During the progress of the trial of the case the following stipulation of facts was agreed to:
"It is hereby stipulated and agreed between the parties hereto that ordinance No. 264 involved in this action follows the judgment of the federal court in the case of McCormick v. City of Norman, and that it includes the interest on the original assessment from the date of the passage of the original assessment ordinance down to and including the date of the passage of the ordinance in controversy."
The plaintiff in error sets out several assignments of error, but discusses them all under the following proposition:
"The judgment of the federal court was binding upon the defendants in error, and was and is a bar to the action brought by them to enjoin the enforcement of ordinance No. 264."
We do not agree with the contentions of the plaintiff in error. The only authority the city of Norman had for entering into the contract for paving the streets was by *Page 184 
virtue of chapter 10 of article 12, Revised Laws of Oklahoma, 1910. Each and all of the sections of said article 12, in so far as applicable, constituted a part of the contract, whether incorporated in the contract or not, and governed the rights of all of the parties, the property owners affected, as well as the city and the contractor.
Section 630 of said article 12 provides that the assessments shall be made payable in ten equal installments. Section 632 provides when the said installments shall be due and payable. Section 633 provides conditions under which any property owner shall have the option to pay his entire assessment without interest. That part of said section 633 reads as follows:
"The ordinance shall provide that the owners of the property shall assessed shall have the privilege of paying the amounts of their respective assessments, without interest, within 30 days from the date of the passage of such ordinance. * * *"
This section of the statute governs the rights of the parties, and it was not repealed by the judgment of the federal court. In City of Norman v. Allen, 47 Okla. 74, 147 P. 1002, supra, paragraphs 2 and 3 of the syllabus read:
"2. Where city improvements have been contracted for, and the report of the board of appraisers apportioning the benefits thereof to the lots and lands in the improvement district has been confirmed by the city council, and on the date of such confirmation the city council attempts by ordinance, to make and levy assessments against property and property owners in said improvement district, according to the apportionment made by the appraisers, and such assessing ordinance is thereafter held by a court of competent jurisdiction to be void, held, the city council may thereafter, at any time, under section 644, Rev. Laws 1910, pass a new assessing ordinance, based upon the report of the board of appraisers theretofore confirmed, and such new ordinance will have the same force and effect of an original assessing ordinance.

RECORD EXCERPTS

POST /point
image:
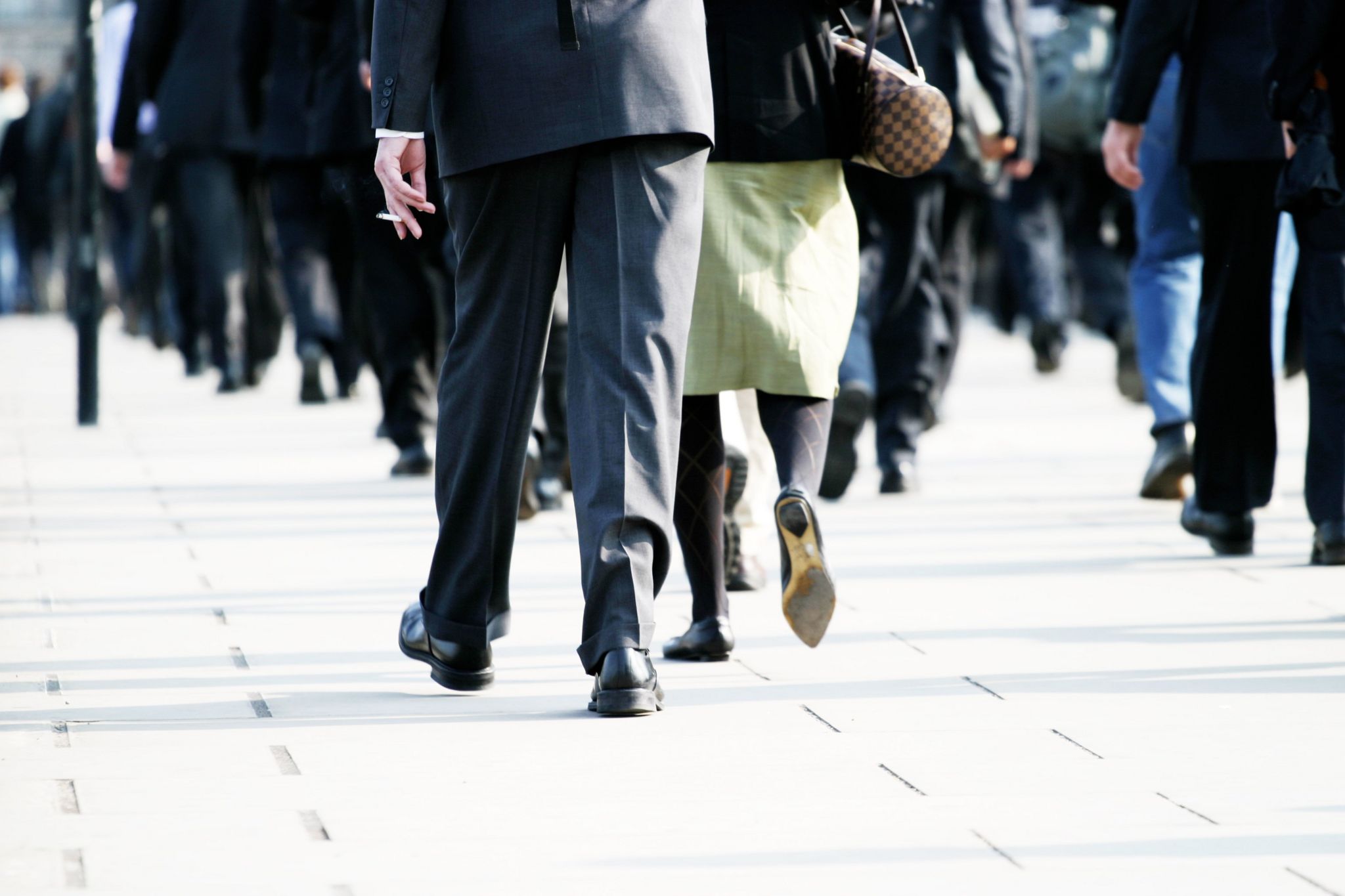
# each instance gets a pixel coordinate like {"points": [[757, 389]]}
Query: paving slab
{"points": [[1034, 683]]}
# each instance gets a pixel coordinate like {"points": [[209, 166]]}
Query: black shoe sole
{"points": [[1329, 557], [1169, 482], [635, 702], [447, 676]]}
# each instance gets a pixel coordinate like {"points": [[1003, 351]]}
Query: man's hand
{"points": [[116, 171], [400, 156], [1121, 154], [997, 148]]}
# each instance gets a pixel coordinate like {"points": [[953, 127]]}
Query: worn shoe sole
{"points": [[636, 702], [1168, 484], [810, 595], [1329, 557], [447, 676]]}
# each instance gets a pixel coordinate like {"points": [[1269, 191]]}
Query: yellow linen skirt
{"points": [[779, 280]]}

EXERCISE DESCRIPTION
Using the court opinion excerpt above, answer these, numbering each answer to match:
1. What number does the ordinance in dispute carry?
2. Under section 630, in how many installments must assessments be made payable?
3. Under section 633, within how many days of the ordinance's passage may owners pay their assessments without interest?

THE ANSWER
1. No. 264
2. Ten equal installments
3. 30 days